BEGIN Supplied data

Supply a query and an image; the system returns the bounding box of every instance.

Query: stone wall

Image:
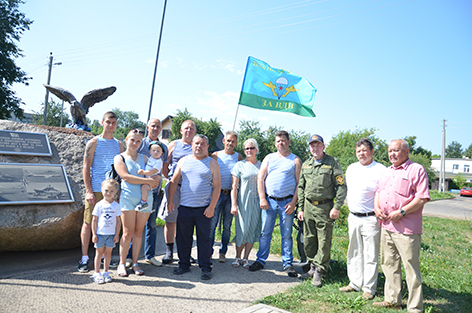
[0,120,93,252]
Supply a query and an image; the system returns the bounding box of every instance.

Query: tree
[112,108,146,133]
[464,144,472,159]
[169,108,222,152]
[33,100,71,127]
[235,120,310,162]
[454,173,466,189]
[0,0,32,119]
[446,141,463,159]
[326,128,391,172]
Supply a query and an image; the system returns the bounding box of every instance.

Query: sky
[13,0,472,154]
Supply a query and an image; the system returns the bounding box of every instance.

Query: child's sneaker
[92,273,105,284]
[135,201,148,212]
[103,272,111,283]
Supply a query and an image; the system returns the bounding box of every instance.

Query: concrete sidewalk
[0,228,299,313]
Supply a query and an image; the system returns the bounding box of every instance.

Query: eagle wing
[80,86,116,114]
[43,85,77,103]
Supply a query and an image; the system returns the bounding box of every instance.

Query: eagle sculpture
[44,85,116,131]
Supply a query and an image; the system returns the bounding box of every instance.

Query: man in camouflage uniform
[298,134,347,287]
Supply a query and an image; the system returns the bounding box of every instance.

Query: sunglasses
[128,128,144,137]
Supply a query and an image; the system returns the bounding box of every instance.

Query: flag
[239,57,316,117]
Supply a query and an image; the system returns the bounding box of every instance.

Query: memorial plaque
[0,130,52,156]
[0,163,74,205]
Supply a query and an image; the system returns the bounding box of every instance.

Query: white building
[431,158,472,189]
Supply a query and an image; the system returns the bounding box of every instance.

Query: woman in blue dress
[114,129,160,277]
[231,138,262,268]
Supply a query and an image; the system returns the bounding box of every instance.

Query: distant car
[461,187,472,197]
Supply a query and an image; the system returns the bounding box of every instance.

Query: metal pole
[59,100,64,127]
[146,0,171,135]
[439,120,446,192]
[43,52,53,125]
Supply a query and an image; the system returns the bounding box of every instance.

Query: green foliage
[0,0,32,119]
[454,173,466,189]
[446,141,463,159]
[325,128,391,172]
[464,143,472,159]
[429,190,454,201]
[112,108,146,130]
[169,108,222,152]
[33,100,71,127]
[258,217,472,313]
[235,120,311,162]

END Supplied data
BEGIN Supplied data

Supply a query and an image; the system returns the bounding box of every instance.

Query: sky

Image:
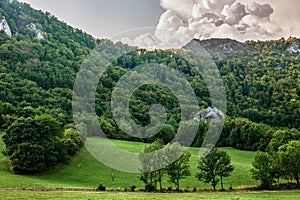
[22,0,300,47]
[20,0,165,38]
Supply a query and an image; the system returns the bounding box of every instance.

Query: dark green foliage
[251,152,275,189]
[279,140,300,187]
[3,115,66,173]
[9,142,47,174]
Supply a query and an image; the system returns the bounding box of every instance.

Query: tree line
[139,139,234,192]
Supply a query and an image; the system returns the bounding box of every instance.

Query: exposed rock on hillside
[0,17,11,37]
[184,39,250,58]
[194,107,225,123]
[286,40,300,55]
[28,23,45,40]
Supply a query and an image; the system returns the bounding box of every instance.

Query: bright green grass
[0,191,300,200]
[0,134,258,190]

END Supplied data

== Objective ==
Find every line in the records above that contains the word "green" and copy each of those lines.

== Task solution ==
Query: green foliage
Query: dark green foliage
Query: bright green grass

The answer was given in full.